大賞を受賞した鈴木香里さん/作品名「捨夏」(しゃか)
受賞作全文はこちらからお読みいただけます

鈴木香里(すずき・かおり)
神奈川県在住、フリーター(調理師)。東京フィルムセンター映画・俳優専門学校で脚本を学ぶ。2020年、第39回シナリオS1グランプリで佳作受賞後、学生時代の恩師・脚本家の梶本惠美氏に師事する。NHK土曜ドラマ「ひきこもり先生」では脚本協力として参加。

受賞によせて
「捨夏」は世の中から捨てられた主人公が特殊清掃のプロと二人三脚で自宅(ゴミ屋敷)のゴミを捨てていく話です。
断捨離モノの話はかなり前から書きたいと思っていました。そして今年、清掃員がゴミ屋敷を片づける動画を見て、やはり書きたいと思い、この夏、猛暑の中で書き上げました。
動画で見た依頼主たちは、みな自分の部屋の有り様に人知れず悩み、恥じ、苦しみ、追い詰められていました。私が知っている「ゴミ屋敷住人」とは違う人たちがそこにいました。そして彼らに寄り添う清掃員たちのあたたかさを、今の日本に伝えたいと思いました。

主人公・磨衣子のように、心が疲れ、傷つき、世の中に絶望している人へ、例え夢が叶っても叶わなくても、大切なモノを失っても、何があろうとも、生きている限り人生は続いていく。だからもう一度前を向いて生きる勇気を、この世は捨てたもんじゃないと思える日が来ますように、という想いを込めて書きました。

提供された項目:
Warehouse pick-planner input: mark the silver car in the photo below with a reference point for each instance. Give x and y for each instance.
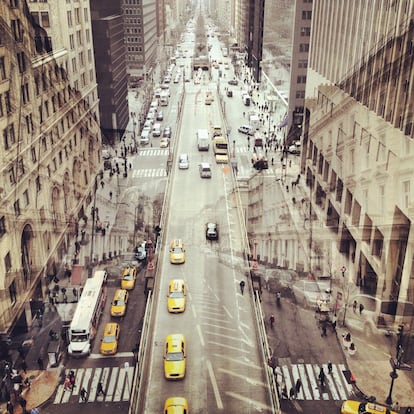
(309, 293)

--

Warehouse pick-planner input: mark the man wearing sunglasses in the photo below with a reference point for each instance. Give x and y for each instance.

課題:
**1.** 本文によれば、筆者が今年「捨夏」を書き上げたのはなぜか。1〜3文で説明せよ。
**2.** 受賞のことばを述べた本文を、最後の文の後から書き継げ。

解答:
**1.** 筆者は断捨離モノの話をかなり前から書きたいと思っていた。今年、清掃員がゴミ屋敷を片づける動画を見て、やはり書きたいと思ったので、この夏の猛暑の中で書き上げた。

**2.**
この世は捨てたもんじゃない──この度、大賞に選んでいただき、私自身が心の底からそう思うことができました。本作を書いてよかったです。ありがとうございました。
これからも精進してまいります。

 

選者

富山省吾(日本映画大学理事長)
椿 宜和(株式会社KADOKAWA 映像企画制作部 エグゼクティブプロデューサー)

 

総評

■今年は長いトンネルを抜けて入選作品が出ました。加えて呼称を「城戸賞大賞」とすることも決まり、新しい城戸賞へと向かう年になったと思います。
選考委員から異口同音に「暗い内容の作品が多い」と言う声が寄せられました。コロナ以降、世界の各地で戦闘が続く中、時代を投影する脚本として当然だと思います。但しどんなに暗い題材でも、その中で登場人物が抗い、より良き世界を求める時、その姿からは未来への希望や可能性が見えて来るものです。今回、そのような光を放った作品が上位に評価されたと考えます。
もうひとつ。読みやすい作品と、読み進めるのに苦労した作品があったという声もありました。読みやすさと読み応えの関係は一概に言えませんが、クライマックスがしっかり描き込まれていれば問題ありません。逆に読み進み難いという場合には、文章、文体に脚本として問題がある場合と、飛躍や省略が上手く読み手に伝わっていない場合があります。脚本の個性が最も現れる飛躍や省略の技法。読む人により読解に差が生じる場面ですが、こういう作品こそ結果として高い評価を得る場合があるものです。文字で書かれる脚本に如何に読者を引き込むか。歯応えのある構成が高評価を生む一方、独り善がりからは観客は退いて行きます。今回はどちらでしょう。(富山)

■2013年以来10年ぶりに念願の入選作品が選ばれました。本当に喜ばしいことです。今年は、424篇の応募の中から、大賞・準入選・佳作2篇の4作品が入賞し高評価の作品が多く選ばれた年でした。また、50回に向けて入選の呼称を「城戸賞大賞」に変更して、新たな「城戸賞」への第一歩となった年だと思います。
今回は、新聞やテレビなので毎日扱われている「戦争」「虐待」「介護」「DV」をテーマにした作品が多いように感じられました。やはり時代を象徴しているのかと思います。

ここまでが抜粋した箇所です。